Exercise requirements → All of the records that follow need to be copied word for word, without the pictures.

Saved entries:
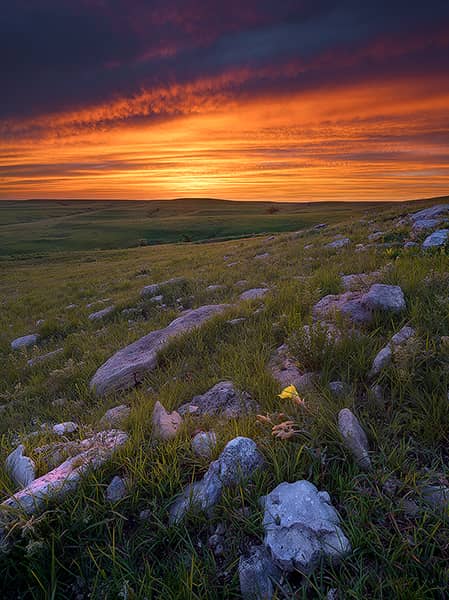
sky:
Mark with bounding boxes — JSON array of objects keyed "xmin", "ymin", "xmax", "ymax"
[{"xmin": 1, "ymin": 1, "xmax": 449, "ymax": 201}]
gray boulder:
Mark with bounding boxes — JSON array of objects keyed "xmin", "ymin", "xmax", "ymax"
[
  {"xmin": 90, "ymin": 304, "xmax": 230, "ymax": 396},
  {"xmin": 191, "ymin": 431, "xmax": 217, "ymax": 459},
  {"xmin": 239, "ymin": 288, "xmax": 269, "ymax": 301},
  {"xmin": 422, "ymin": 229, "xmax": 449, "ymax": 249},
  {"xmin": 178, "ymin": 381, "xmax": 257, "ymax": 419},
  {"xmin": 362, "ymin": 284, "xmax": 406, "ymax": 313},
  {"xmin": 170, "ymin": 437, "xmax": 264, "ymax": 523},
  {"xmin": 53, "ymin": 421, "xmax": 78, "ymax": 436},
  {"xmin": 5, "ymin": 445, "xmax": 36, "ymax": 488},
  {"xmin": 88, "ymin": 305, "xmax": 115, "ymax": 321},
  {"xmin": 261, "ymin": 481, "xmax": 351, "ymax": 573},
  {"xmin": 106, "ymin": 475, "xmax": 127, "ymax": 502},
  {"xmin": 141, "ymin": 277, "xmax": 186, "ymax": 297},
  {"xmin": 11, "ymin": 334, "xmax": 40, "ymax": 351},
  {"xmin": 312, "ymin": 292, "xmax": 371, "ymax": 325},
  {"xmin": 326, "ymin": 238, "xmax": 350, "ymax": 249},
  {"xmin": 337, "ymin": 409, "xmax": 371, "ymax": 469},
  {"xmin": 239, "ymin": 545, "xmax": 281, "ymax": 600},
  {"xmin": 412, "ymin": 218, "xmax": 441, "ymax": 232}
]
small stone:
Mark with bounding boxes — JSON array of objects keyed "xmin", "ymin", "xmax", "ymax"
[
  {"xmin": 11, "ymin": 334, "xmax": 40, "ymax": 350},
  {"xmin": 328, "ymin": 381, "xmax": 350, "ymax": 397},
  {"xmin": 53, "ymin": 422, "xmax": 78, "ymax": 436},
  {"xmin": 369, "ymin": 345, "xmax": 392, "ymax": 377},
  {"xmin": 178, "ymin": 382, "xmax": 257, "ymax": 420},
  {"xmin": 139, "ymin": 509, "xmax": 152, "ymax": 521},
  {"xmin": 99, "ymin": 405, "xmax": 131, "ymax": 429},
  {"xmin": 338, "ymin": 409, "xmax": 371, "ymax": 470},
  {"xmin": 254, "ymin": 253, "xmax": 270, "ymax": 260},
  {"xmin": 88, "ymin": 305, "xmax": 115, "ymax": 321},
  {"xmin": 5, "ymin": 445, "xmax": 36, "ymax": 488},
  {"xmin": 326, "ymin": 238, "xmax": 350, "ymax": 249},
  {"xmin": 422, "ymin": 229, "xmax": 449, "ymax": 249},
  {"xmin": 227, "ymin": 318, "xmax": 247, "ymax": 326},
  {"xmin": 27, "ymin": 348, "xmax": 64, "ymax": 367},
  {"xmin": 105, "ymin": 476, "xmax": 127, "ymax": 502},
  {"xmin": 239, "ymin": 288, "xmax": 269, "ymax": 301},
  {"xmin": 191, "ymin": 431, "xmax": 217, "ymax": 459},
  {"xmin": 152, "ymin": 401, "xmax": 182, "ymax": 440},
  {"xmin": 239, "ymin": 545, "xmax": 281, "ymax": 600}
]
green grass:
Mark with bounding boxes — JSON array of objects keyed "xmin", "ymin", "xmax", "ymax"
[{"xmin": 0, "ymin": 198, "xmax": 448, "ymax": 598}]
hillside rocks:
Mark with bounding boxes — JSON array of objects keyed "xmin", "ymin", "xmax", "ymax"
[
  {"xmin": 11, "ymin": 334, "xmax": 40, "ymax": 350},
  {"xmin": 1, "ymin": 430, "xmax": 128, "ymax": 517},
  {"xmin": 326, "ymin": 237, "xmax": 350, "ymax": 249},
  {"xmin": 261, "ymin": 481, "xmax": 351, "ymax": 573},
  {"xmin": 412, "ymin": 218, "xmax": 441, "ymax": 232},
  {"xmin": 88, "ymin": 305, "xmax": 115, "ymax": 321},
  {"xmin": 99, "ymin": 405, "xmax": 131, "ymax": 429},
  {"xmin": 338, "ymin": 409, "xmax": 371, "ymax": 469},
  {"xmin": 422, "ymin": 229, "xmax": 449, "ymax": 248},
  {"xmin": 5, "ymin": 445, "xmax": 35, "ymax": 488},
  {"xmin": 239, "ymin": 545, "xmax": 281, "ymax": 600},
  {"xmin": 268, "ymin": 344, "xmax": 316, "ymax": 392},
  {"xmin": 178, "ymin": 381, "xmax": 257, "ymax": 419},
  {"xmin": 313, "ymin": 284, "xmax": 406, "ymax": 326},
  {"xmin": 191, "ymin": 431, "xmax": 217, "ymax": 458},
  {"xmin": 90, "ymin": 304, "xmax": 230, "ymax": 396},
  {"xmin": 169, "ymin": 437, "xmax": 264, "ymax": 523},
  {"xmin": 141, "ymin": 277, "xmax": 186, "ymax": 297},
  {"xmin": 105, "ymin": 476, "xmax": 127, "ymax": 502},
  {"xmin": 369, "ymin": 325, "xmax": 415, "ymax": 377},
  {"xmin": 239, "ymin": 288, "xmax": 269, "ymax": 301},
  {"xmin": 411, "ymin": 204, "xmax": 449, "ymax": 222},
  {"xmin": 27, "ymin": 348, "xmax": 63, "ymax": 367},
  {"xmin": 152, "ymin": 401, "xmax": 182, "ymax": 440}
]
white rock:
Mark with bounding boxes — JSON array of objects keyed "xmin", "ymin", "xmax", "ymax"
[
  {"xmin": 152, "ymin": 401, "xmax": 182, "ymax": 440},
  {"xmin": 5, "ymin": 445, "xmax": 36, "ymax": 488},
  {"xmin": 53, "ymin": 422, "xmax": 78, "ymax": 436},
  {"xmin": 261, "ymin": 481, "xmax": 351, "ymax": 573},
  {"xmin": 88, "ymin": 305, "xmax": 115, "ymax": 321}
]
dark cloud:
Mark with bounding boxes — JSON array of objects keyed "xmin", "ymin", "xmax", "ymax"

Exercise answer →
sky:
Mark with bounding boxes — JSON array of objects keyed "xmin", "ymin", "xmax", "ymax"
[{"xmin": 1, "ymin": 1, "xmax": 449, "ymax": 201}]
gray boulder:
Mark with bounding boxes — JSON array of objects keyed "xmin", "ymin", "xmax", "ymax"
[
  {"xmin": 90, "ymin": 304, "xmax": 230, "ymax": 396},
  {"xmin": 191, "ymin": 431, "xmax": 217, "ymax": 459},
  {"xmin": 239, "ymin": 288, "xmax": 269, "ymax": 301},
  {"xmin": 422, "ymin": 229, "xmax": 449, "ymax": 249},
  {"xmin": 178, "ymin": 381, "xmax": 257, "ymax": 419},
  {"xmin": 362, "ymin": 284, "xmax": 406, "ymax": 313},
  {"xmin": 170, "ymin": 437, "xmax": 264, "ymax": 523},
  {"xmin": 53, "ymin": 421, "xmax": 78, "ymax": 436},
  {"xmin": 5, "ymin": 445, "xmax": 36, "ymax": 488},
  {"xmin": 88, "ymin": 305, "xmax": 115, "ymax": 321},
  {"xmin": 261, "ymin": 481, "xmax": 351, "ymax": 573},
  {"xmin": 106, "ymin": 475, "xmax": 127, "ymax": 502},
  {"xmin": 141, "ymin": 277, "xmax": 186, "ymax": 297},
  {"xmin": 11, "ymin": 334, "xmax": 40, "ymax": 351},
  {"xmin": 312, "ymin": 292, "xmax": 371, "ymax": 325},
  {"xmin": 326, "ymin": 238, "xmax": 350, "ymax": 249},
  {"xmin": 337, "ymin": 409, "xmax": 371, "ymax": 469},
  {"xmin": 239, "ymin": 545, "xmax": 281, "ymax": 600},
  {"xmin": 412, "ymin": 218, "xmax": 441, "ymax": 232}
]
small stone:
Mark with bounding boxes — JSON array of objects keyed "xmin", "ymin", "xmax", "ymax"
[
  {"xmin": 11, "ymin": 334, "xmax": 40, "ymax": 350},
  {"xmin": 328, "ymin": 381, "xmax": 350, "ymax": 397},
  {"xmin": 53, "ymin": 422, "xmax": 78, "ymax": 436},
  {"xmin": 369, "ymin": 345, "xmax": 392, "ymax": 377},
  {"xmin": 178, "ymin": 382, "xmax": 257, "ymax": 420},
  {"xmin": 139, "ymin": 509, "xmax": 152, "ymax": 521},
  {"xmin": 99, "ymin": 405, "xmax": 131, "ymax": 429},
  {"xmin": 338, "ymin": 409, "xmax": 371, "ymax": 470},
  {"xmin": 254, "ymin": 253, "xmax": 270, "ymax": 260},
  {"xmin": 88, "ymin": 305, "xmax": 115, "ymax": 321},
  {"xmin": 5, "ymin": 445, "xmax": 36, "ymax": 488},
  {"xmin": 326, "ymin": 238, "xmax": 350, "ymax": 249},
  {"xmin": 422, "ymin": 229, "xmax": 449, "ymax": 249},
  {"xmin": 227, "ymin": 318, "xmax": 247, "ymax": 326},
  {"xmin": 27, "ymin": 348, "xmax": 64, "ymax": 367},
  {"xmin": 105, "ymin": 476, "xmax": 127, "ymax": 502},
  {"xmin": 239, "ymin": 288, "xmax": 269, "ymax": 301},
  {"xmin": 191, "ymin": 431, "xmax": 217, "ymax": 459},
  {"xmin": 152, "ymin": 401, "xmax": 182, "ymax": 440},
  {"xmin": 239, "ymin": 545, "xmax": 281, "ymax": 600}
]
green grass:
Mark with bounding boxes — JSON array of objects keyed "xmin", "ymin", "xmax", "ymax"
[{"xmin": 0, "ymin": 198, "xmax": 448, "ymax": 598}]
hillside rocks:
Mark with bounding boxes — JSON array of objects keyed "xmin", "ymin", "xmax", "ymax"
[
  {"xmin": 11, "ymin": 334, "xmax": 40, "ymax": 350},
  {"xmin": 1, "ymin": 430, "xmax": 128, "ymax": 517},
  {"xmin": 326, "ymin": 237, "xmax": 350, "ymax": 249},
  {"xmin": 261, "ymin": 481, "xmax": 351, "ymax": 573},
  {"xmin": 412, "ymin": 218, "xmax": 441, "ymax": 232},
  {"xmin": 88, "ymin": 305, "xmax": 115, "ymax": 321},
  {"xmin": 99, "ymin": 405, "xmax": 131, "ymax": 429},
  {"xmin": 338, "ymin": 409, "xmax": 371, "ymax": 469},
  {"xmin": 422, "ymin": 229, "xmax": 449, "ymax": 248},
  {"xmin": 5, "ymin": 445, "xmax": 35, "ymax": 488},
  {"xmin": 239, "ymin": 545, "xmax": 281, "ymax": 600},
  {"xmin": 268, "ymin": 344, "xmax": 316, "ymax": 392},
  {"xmin": 178, "ymin": 381, "xmax": 257, "ymax": 419},
  {"xmin": 313, "ymin": 284, "xmax": 406, "ymax": 326},
  {"xmin": 191, "ymin": 431, "xmax": 217, "ymax": 458},
  {"xmin": 90, "ymin": 304, "xmax": 230, "ymax": 396},
  {"xmin": 169, "ymin": 437, "xmax": 264, "ymax": 523},
  {"xmin": 141, "ymin": 277, "xmax": 186, "ymax": 297},
  {"xmin": 105, "ymin": 476, "xmax": 127, "ymax": 502},
  {"xmin": 369, "ymin": 325, "xmax": 415, "ymax": 377},
  {"xmin": 239, "ymin": 288, "xmax": 269, "ymax": 301},
  {"xmin": 411, "ymin": 204, "xmax": 449, "ymax": 222},
  {"xmin": 27, "ymin": 348, "xmax": 63, "ymax": 367},
  {"xmin": 152, "ymin": 401, "xmax": 182, "ymax": 440}
]
white rock:
Mark with bounding boxes — JSON array of objects keyed "xmin", "ymin", "xmax", "ymax"
[
  {"xmin": 152, "ymin": 401, "xmax": 182, "ymax": 440},
  {"xmin": 5, "ymin": 445, "xmax": 36, "ymax": 488},
  {"xmin": 53, "ymin": 422, "xmax": 78, "ymax": 436},
  {"xmin": 261, "ymin": 481, "xmax": 351, "ymax": 573},
  {"xmin": 88, "ymin": 305, "xmax": 115, "ymax": 321}
]
dark cloud:
Mark with bounding boxes — JSON array of objects keyed "xmin", "ymin", "xmax", "ymax"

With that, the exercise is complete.